課題の目的: 「of the wooden」を含む行から「x=464, y=14」を含む行までを、「wooden board」を「wooden plank」に置き換えて書き直せ。それ以外の部分はそのまま残すこと。

══════

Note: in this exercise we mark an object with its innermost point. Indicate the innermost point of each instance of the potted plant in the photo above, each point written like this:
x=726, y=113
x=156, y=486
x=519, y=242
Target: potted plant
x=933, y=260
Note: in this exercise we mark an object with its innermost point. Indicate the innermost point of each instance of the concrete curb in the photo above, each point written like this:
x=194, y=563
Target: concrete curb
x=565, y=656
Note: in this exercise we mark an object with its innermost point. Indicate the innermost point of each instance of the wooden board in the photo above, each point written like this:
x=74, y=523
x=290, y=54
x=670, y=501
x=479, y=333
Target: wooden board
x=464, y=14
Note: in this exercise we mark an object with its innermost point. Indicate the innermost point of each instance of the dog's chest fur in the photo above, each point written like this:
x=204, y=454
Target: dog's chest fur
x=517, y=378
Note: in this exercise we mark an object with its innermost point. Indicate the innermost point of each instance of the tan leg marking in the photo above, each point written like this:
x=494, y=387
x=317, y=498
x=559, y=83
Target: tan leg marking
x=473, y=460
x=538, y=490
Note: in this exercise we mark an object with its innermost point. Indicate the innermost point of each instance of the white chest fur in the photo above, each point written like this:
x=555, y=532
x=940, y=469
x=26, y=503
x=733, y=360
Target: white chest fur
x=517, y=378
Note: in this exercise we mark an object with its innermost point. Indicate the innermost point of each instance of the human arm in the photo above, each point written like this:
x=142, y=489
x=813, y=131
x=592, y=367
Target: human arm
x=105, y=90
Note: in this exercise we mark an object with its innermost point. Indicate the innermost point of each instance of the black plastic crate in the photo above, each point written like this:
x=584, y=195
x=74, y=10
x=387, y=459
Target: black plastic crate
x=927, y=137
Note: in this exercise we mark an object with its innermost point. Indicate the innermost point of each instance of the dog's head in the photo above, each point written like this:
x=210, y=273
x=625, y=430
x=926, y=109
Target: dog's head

══════

出力結果:
Note: in this exercise we mark an object with its innermost point. Indicate the innermost point of each instance of the wooden plank in the photo above, each point written like this:
x=74, y=523
x=290, y=54
x=670, y=501
x=479, y=333
Target: wooden plank
x=464, y=14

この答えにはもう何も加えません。